» Task instructions: The answer must be an exact copy of every entry, with no pictures in it.

» Entries shown:
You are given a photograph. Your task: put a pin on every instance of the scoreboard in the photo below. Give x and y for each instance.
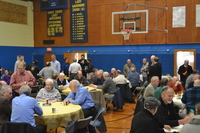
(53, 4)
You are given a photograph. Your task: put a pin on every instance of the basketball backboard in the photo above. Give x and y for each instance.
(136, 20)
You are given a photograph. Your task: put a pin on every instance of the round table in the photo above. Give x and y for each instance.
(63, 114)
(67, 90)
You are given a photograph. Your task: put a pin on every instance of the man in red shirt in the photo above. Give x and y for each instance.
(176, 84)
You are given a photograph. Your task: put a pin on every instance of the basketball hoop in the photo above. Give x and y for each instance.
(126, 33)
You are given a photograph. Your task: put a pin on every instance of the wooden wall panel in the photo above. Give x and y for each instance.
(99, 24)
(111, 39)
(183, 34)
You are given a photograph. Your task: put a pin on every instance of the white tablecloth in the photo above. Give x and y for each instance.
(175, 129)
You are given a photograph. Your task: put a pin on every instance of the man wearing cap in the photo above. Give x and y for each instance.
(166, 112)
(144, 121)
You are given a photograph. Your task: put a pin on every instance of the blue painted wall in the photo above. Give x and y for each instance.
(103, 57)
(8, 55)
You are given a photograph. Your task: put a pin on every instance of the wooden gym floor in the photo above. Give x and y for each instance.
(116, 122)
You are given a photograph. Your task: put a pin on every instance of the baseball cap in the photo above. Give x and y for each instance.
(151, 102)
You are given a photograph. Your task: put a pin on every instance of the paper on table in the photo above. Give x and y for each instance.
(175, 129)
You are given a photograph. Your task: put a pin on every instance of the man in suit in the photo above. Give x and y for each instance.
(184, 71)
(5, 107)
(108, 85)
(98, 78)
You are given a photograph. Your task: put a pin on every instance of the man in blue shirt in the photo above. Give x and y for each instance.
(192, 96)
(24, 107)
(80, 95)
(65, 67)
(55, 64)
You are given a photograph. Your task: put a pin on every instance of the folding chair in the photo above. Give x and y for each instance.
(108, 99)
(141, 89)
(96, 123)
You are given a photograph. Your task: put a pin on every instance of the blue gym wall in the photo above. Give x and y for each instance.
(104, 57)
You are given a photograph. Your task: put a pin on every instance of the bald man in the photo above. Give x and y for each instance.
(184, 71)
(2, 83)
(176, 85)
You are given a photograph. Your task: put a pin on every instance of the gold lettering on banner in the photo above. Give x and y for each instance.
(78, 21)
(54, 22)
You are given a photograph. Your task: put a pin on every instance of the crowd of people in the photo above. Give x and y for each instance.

» The answer:
You are given a photograph. Your task: put a pin on every instance of the scoreboard in the photo below. Give x and y for each instance.
(53, 4)
You are given a photograph. Your task: put a pin on every instance of the basketball backboard in the photo above. Give x and y for each instance.
(136, 20)
You are given a photograph. Your task: put a pin on every instance of the round table in the photo above. Give x and y for each instance.
(63, 114)
(67, 90)
You are given a photograph. Your task: put a pin on every instance of the man in red shirt in the photo above. Give x and y for each instance.
(176, 84)
You are given a photograph. Your task: put a pin on every instance of the basketball hoop in the photo above. Give x and y for each instance.
(126, 33)
You are given a photograph. Your task: put a pin on every instance of the wooden wall panel in the photo above. Give x and y for each instance.
(99, 24)
(111, 39)
(183, 34)
You are given a photograph. Your task: put a pin on every instance of the white tablecloth in the photo above. Give x and y for each instance.
(175, 129)
You are given a photograph. Your task: put a pin on every instance of the man wearing cap in the photo above. Give x and y for each instance.
(166, 112)
(144, 121)
You are given a photograph. Your task: put a pin on every instance of the blue painted wall in the photo above. Give x and y for each instance.
(103, 57)
(8, 55)
You are given a photograph. Your task: put a pin on every instance of the wooden gym floor in the photo above. Give x and y for each instance.
(116, 122)
You are given a photograph. Your task: put a pin on every instance of the baseball cap in the photo above. Give x and y for each instance.
(151, 102)
You are given a photograph. Your task: put a pin on every instance of the paper on table in the photo above. Give x and y for each instance.
(175, 129)
You are given a photograph. Your task: put a pin on every instance of the man in suit in the photo above. Give x and y for each instance.
(184, 71)
(5, 107)
(108, 85)
(98, 78)
You are given a photograph. Your task: put a pin on every instance of the man in blue shirt in the photo above. Give x and y for each instance.
(192, 96)
(24, 107)
(80, 95)
(65, 67)
(55, 64)
You are given a photograph. Your task: put a pin on every instance of the folding chair in the photo above. Give x and y for each instance.
(108, 99)
(141, 89)
(96, 123)
You are given a photograph. Your task: put a pin on every instance of the blue gym wall in the photo above. Give x and y for each instance.
(104, 57)
You are given a photograph. Your task: put a pin on every instance of the bald man in the photo above. Give x and y for each instance.
(184, 71)
(2, 83)
(176, 85)
You are given a photograph. Your task: put a pin on every instance of the gold lettering on banner in the photo above. Give x and y for each instance.
(78, 21)
(54, 22)
You are given a photograph. Your task: put a pin on every instance of the crowd of people in the photo above. Give x and y for each instance.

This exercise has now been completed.